### [Assigned task]
Write out, from the entries below, exactly the lines that run between the lines holding "box: [1131, 1102, 1178, 1366]" and "negative clicks: (1573, 1255)", inclusive, and stop there.

### [Source data]
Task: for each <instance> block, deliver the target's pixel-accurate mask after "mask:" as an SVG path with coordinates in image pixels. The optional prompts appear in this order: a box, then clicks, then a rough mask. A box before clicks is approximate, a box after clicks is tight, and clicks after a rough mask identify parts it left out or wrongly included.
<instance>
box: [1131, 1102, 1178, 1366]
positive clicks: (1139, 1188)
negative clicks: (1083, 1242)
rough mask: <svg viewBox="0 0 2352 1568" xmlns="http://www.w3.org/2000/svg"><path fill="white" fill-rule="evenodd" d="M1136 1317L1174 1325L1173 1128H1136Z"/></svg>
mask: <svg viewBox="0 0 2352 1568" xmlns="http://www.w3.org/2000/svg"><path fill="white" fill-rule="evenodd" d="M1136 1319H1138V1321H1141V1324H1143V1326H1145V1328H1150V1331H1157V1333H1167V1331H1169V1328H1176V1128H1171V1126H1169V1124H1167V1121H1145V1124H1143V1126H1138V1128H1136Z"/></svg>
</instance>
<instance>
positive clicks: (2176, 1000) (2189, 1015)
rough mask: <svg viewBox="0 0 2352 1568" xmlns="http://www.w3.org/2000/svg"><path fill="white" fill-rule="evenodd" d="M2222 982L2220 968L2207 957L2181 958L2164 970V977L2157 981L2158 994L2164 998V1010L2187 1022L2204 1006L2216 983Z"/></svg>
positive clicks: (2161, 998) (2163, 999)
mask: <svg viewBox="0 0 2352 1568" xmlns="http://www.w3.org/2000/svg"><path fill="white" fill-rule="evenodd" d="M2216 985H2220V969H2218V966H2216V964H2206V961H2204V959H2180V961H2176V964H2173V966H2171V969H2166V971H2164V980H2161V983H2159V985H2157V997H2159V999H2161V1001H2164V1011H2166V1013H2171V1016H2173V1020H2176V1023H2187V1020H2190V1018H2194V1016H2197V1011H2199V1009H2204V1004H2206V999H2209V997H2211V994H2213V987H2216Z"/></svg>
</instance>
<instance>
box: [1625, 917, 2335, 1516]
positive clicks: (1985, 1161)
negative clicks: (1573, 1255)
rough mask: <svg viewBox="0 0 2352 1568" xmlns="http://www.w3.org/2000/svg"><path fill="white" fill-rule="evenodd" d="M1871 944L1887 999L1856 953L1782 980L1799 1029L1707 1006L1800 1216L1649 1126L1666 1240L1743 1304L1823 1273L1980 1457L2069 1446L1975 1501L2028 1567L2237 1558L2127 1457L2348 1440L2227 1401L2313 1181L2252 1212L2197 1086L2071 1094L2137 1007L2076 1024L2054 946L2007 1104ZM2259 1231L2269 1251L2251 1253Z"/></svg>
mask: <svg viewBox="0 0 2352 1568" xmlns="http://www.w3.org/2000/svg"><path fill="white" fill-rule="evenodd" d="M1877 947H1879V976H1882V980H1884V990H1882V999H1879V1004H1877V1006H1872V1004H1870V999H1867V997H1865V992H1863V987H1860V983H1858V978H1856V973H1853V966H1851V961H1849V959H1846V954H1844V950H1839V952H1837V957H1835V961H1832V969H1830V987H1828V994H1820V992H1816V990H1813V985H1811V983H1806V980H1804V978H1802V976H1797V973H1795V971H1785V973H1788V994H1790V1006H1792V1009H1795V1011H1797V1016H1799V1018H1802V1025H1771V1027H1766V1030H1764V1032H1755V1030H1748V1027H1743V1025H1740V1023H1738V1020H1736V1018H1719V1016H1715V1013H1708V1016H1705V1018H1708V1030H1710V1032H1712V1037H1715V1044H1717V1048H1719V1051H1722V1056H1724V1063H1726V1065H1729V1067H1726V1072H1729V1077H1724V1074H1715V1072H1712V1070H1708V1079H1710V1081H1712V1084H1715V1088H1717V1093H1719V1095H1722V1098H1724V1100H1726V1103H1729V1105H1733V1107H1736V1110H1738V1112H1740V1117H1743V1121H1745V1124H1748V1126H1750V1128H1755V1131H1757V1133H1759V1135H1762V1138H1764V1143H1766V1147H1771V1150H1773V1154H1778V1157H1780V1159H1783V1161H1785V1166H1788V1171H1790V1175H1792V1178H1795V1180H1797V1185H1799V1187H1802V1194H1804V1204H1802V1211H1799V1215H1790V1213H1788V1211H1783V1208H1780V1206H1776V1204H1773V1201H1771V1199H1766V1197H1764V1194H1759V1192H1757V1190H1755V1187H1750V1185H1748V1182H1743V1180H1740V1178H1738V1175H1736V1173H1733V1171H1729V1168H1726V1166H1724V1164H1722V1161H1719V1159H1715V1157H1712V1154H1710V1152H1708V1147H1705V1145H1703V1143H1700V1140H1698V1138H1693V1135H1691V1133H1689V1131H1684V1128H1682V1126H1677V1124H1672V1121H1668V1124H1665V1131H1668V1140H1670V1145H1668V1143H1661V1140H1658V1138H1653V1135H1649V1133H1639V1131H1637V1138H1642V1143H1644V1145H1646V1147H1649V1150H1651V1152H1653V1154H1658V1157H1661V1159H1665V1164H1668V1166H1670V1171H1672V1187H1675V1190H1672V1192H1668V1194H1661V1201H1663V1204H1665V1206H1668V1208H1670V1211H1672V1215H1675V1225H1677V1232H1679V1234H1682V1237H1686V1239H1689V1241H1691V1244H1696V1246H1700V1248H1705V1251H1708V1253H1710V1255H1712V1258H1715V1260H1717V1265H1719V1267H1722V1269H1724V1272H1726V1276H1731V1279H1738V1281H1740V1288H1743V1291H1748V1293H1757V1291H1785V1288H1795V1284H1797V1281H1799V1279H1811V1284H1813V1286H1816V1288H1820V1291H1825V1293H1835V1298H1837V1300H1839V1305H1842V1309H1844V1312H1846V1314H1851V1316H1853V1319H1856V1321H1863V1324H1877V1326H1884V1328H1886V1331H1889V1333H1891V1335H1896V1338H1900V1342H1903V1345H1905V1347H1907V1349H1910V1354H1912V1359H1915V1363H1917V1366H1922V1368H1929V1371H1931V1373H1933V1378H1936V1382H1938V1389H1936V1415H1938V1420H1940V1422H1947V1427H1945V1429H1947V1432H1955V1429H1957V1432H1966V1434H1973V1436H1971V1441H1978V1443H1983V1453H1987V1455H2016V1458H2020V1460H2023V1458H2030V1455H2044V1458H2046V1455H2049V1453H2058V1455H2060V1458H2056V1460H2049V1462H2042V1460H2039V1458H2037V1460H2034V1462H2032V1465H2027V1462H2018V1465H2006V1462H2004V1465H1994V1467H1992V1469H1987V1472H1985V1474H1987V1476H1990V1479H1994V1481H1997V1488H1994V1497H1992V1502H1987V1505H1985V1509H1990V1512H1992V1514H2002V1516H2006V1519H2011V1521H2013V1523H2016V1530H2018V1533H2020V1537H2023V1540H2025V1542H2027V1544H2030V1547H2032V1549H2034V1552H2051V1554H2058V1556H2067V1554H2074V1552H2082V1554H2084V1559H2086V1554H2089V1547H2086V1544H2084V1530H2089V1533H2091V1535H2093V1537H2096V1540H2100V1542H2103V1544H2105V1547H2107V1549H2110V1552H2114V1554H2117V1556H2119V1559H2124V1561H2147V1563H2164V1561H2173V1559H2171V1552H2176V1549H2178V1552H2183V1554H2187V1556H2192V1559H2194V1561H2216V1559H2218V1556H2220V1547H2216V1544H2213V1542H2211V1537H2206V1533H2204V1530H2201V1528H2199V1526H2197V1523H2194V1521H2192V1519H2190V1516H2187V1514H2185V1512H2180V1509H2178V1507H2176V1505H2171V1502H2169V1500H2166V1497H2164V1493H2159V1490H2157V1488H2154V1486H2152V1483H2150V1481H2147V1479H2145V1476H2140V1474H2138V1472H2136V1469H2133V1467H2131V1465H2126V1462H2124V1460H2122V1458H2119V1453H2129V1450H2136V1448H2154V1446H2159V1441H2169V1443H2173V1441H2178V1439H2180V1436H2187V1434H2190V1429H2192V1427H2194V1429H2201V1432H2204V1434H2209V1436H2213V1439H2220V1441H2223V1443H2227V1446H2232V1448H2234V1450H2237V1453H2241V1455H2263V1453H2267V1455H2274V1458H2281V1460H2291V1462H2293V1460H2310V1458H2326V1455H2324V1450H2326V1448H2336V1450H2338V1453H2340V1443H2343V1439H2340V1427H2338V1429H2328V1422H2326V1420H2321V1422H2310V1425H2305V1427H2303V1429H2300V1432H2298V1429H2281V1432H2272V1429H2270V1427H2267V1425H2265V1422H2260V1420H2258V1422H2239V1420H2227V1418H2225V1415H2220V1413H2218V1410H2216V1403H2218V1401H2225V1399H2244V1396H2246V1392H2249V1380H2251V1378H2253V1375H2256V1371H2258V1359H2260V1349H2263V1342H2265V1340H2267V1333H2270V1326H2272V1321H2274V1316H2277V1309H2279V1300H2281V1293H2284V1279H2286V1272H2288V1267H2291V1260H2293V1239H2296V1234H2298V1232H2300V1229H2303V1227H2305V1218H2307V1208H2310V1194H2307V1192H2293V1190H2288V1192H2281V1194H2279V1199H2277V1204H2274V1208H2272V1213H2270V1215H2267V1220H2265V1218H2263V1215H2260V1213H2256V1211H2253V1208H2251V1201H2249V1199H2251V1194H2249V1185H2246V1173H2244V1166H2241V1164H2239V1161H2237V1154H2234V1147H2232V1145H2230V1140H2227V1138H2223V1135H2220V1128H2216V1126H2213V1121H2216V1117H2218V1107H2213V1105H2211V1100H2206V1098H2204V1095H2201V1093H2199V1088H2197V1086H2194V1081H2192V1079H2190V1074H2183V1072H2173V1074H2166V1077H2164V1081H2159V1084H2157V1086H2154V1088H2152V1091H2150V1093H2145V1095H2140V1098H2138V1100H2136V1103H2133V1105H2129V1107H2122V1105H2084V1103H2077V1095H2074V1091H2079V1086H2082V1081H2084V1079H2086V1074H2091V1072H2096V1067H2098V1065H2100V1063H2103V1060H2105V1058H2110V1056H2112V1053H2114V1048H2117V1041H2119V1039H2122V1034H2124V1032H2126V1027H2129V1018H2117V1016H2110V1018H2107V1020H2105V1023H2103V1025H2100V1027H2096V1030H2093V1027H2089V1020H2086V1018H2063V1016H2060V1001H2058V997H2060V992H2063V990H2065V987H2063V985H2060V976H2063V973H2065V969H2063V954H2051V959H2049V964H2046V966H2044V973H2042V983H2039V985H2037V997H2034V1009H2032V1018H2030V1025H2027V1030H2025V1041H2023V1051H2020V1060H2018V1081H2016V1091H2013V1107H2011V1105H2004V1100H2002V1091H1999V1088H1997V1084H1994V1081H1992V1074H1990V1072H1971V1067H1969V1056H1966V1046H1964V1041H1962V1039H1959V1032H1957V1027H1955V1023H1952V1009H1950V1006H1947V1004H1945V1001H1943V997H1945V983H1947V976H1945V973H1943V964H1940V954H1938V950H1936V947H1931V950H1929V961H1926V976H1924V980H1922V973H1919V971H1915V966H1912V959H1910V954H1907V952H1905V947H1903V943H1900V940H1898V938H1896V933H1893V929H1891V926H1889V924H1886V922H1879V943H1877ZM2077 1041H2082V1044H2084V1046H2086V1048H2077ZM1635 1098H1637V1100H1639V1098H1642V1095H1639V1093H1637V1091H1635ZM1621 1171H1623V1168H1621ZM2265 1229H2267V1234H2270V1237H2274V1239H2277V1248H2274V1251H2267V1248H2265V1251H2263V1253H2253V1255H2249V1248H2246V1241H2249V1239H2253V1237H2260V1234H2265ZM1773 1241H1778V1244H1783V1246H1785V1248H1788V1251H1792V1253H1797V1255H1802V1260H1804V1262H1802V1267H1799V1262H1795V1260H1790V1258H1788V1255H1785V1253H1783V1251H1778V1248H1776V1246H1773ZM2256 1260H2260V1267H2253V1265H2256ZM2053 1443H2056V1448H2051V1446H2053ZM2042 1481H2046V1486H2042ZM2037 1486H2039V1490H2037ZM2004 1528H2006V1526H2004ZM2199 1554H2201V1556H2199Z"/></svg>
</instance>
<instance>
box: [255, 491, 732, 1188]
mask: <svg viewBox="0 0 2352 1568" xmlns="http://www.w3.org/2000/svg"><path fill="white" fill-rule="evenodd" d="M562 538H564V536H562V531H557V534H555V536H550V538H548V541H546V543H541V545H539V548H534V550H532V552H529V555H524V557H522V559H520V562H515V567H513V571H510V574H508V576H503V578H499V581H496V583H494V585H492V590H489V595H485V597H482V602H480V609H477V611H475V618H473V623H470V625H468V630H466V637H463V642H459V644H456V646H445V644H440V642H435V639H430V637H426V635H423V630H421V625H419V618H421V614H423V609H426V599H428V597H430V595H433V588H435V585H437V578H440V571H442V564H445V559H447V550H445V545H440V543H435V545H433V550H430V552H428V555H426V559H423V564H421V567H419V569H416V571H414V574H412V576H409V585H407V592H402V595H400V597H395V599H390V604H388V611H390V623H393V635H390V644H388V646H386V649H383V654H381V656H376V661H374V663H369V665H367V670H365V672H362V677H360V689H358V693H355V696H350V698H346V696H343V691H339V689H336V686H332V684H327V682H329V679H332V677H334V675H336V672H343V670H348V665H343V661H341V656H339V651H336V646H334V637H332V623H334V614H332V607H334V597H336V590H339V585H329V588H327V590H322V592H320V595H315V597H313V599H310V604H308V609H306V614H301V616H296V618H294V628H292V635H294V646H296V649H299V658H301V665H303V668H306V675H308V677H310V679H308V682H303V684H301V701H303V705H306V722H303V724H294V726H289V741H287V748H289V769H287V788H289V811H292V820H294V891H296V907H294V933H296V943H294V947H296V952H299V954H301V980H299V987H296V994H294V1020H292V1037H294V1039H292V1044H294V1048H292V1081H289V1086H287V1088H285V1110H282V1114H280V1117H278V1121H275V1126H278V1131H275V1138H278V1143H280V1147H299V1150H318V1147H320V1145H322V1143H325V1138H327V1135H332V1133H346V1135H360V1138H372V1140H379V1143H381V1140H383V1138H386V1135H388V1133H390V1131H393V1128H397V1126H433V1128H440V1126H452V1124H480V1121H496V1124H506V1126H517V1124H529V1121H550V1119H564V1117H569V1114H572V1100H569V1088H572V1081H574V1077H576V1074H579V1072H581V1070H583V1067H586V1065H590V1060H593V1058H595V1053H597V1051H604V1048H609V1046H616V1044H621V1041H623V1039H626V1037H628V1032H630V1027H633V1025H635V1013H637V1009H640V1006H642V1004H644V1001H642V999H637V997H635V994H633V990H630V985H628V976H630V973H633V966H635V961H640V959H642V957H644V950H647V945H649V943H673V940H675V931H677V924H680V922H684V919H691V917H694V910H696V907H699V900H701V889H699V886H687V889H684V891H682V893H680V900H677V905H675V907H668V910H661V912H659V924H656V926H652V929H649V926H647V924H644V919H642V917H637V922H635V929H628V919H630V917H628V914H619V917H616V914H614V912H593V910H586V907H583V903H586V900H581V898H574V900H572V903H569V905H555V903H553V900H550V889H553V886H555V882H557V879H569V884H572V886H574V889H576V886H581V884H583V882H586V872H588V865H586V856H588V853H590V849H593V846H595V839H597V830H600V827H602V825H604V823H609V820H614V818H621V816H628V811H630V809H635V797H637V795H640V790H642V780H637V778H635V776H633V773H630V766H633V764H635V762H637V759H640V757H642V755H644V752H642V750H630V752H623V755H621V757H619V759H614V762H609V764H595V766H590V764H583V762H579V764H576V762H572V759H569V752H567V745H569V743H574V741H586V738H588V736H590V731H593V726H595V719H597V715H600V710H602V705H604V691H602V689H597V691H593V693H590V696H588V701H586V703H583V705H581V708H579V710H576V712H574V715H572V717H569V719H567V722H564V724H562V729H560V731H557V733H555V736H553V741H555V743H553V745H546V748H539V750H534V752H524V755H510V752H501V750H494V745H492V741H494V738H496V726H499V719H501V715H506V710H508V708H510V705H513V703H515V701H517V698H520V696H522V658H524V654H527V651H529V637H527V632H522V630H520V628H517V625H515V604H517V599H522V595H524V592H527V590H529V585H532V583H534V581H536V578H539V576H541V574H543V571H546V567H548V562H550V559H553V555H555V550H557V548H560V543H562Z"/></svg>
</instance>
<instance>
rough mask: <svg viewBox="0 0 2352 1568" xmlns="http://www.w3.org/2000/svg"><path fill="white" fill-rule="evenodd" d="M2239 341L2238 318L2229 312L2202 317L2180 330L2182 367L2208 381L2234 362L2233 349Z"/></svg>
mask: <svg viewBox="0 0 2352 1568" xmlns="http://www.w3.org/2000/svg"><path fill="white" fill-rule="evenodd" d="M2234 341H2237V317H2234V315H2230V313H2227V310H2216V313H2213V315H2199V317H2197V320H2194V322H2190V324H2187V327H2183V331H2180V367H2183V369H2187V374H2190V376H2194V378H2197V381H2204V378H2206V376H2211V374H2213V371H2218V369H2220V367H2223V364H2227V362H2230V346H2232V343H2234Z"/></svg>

### [Answer]
box: [1131, 1102, 1178, 1366]
positive clicks: (1139, 1188)
negative clicks: (1083, 1242)
rough mask: <svg viewBox="0 0 2352 1568" xmlns="http://www.w3.org/2000/svg"><path fill="white" fill-rule="evenodd" d="M1136 1317L1174 1325L1173 1128H1136Z"/></svg>
mask: <svg viewBox="0 0 2352 1568" xmlns="http://www.w3.org/2000/svg"><path fill="white" fill-rule="evenodd" d="M1136 1319H1138V1321H1141V1324H1143V1326H1145V1328H1150V1331H1157V1333H1167V1331H1169V1328H1176V1128H1171V1126H1169V1124H1167V1121H1145V1124H1143V1126H1138V1128H1136Z"/></svg>
</instance>
<instance>
positive clicks: (2176, 1000) (2189, 1015)
rough mask: <svg viewBox="0 0 2352 1568" xmlns="http://www.w3.org/2000/svg"><path fill="white" fill-rule="evenodd" d="M2222 982L2220 968L2207 957L2181 958L2164 970V977L2157 981L2158 994L2164 998V1010L2187 1022L2204 1006L2216 983Z"/></svg>
positive clicks: (2161, 998) (2163, 999)
mask: <svg viewBox="0 0 2352 1568" xmlns="http://www.w3.org/2000/svg"><path fill="white" fill-rule="evenodd" d="M2216 985H2220V969H2218V966H2216V964H2206V961H2204V959H2180V961H2176V964H2173V966H2171V969H2166V971H2164V980H2161V983H2159V985H2157V997H2159V999H2161V1001H2164V1011H2166V1013H2171V1016H2173V1020H2176V1023H2187V1020H2190V1018H2194V1016H2197V1011H2199V1009H2204V1004H2206V999H2209V997H2211V994H2213V987H2216Z"/></svg>
</instance>
<instance>
box: [1625, 917, 2335, 1516]
positive clicks: (1985, 1161)
negative clicks: (1573, 1255)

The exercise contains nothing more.